Reproduce every one of the entries below word for word, line by line, changing nothing.

┌────────

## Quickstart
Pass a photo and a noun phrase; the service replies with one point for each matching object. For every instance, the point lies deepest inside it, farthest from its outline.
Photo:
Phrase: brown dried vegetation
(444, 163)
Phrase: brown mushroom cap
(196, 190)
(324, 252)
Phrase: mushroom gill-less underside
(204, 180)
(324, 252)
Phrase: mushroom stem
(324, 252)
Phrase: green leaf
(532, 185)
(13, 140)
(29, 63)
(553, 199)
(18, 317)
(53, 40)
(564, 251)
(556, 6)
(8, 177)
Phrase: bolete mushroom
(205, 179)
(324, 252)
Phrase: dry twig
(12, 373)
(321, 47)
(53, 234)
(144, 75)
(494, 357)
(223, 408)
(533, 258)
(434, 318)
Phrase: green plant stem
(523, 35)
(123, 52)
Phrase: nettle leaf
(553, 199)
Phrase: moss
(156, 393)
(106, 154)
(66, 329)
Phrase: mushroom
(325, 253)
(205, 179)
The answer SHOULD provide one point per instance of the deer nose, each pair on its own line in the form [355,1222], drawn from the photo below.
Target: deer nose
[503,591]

└────────

> _The solution_:
## Quickstart
Pass a photo and a noun phrase; the service replies with one point for each matching object. For every instance, the point lies deepest inside it, farthest from its outline.
Photo:
Phrase: brown dried vegetation
(444, 163)
Phrase: brown mushroom cap
(196, 190)
(324, 252)
Phrase: mushroom gill-less underside
(204, 180)
(324, 252)
Phrase: mushroom stem
(324, 252)
Phrase: green leaf
(532, 185)
(13, 140)
(29, 63)
(553, 199)
(18, 317)
(53, 40)
(564, 251)
(556, 6)
(8, 177)
Phrase: bolete mushroom
(205, 179)
(324, 252)
Phrase: dry twig
(12, 373)
(321, 47)
(53, 234)
(144, 75)
(494, 357)
(223, 408)
(533, 258)
(434, 318)
Phrase: green plant stem
(523, 35)
(123, 52)
Phrase: nettle leaf
(553, 199)
Phrase: moss
(156, 393)
(106, 154)
(66, 329)
Phrase: mushroom
(325, 253)
(205, 179)
The answer SHOULD provide one point per instance of the deer nose, each pair on its own line in the form [355,1222], drawn from the photo below.
Target: deer nose
[503,591]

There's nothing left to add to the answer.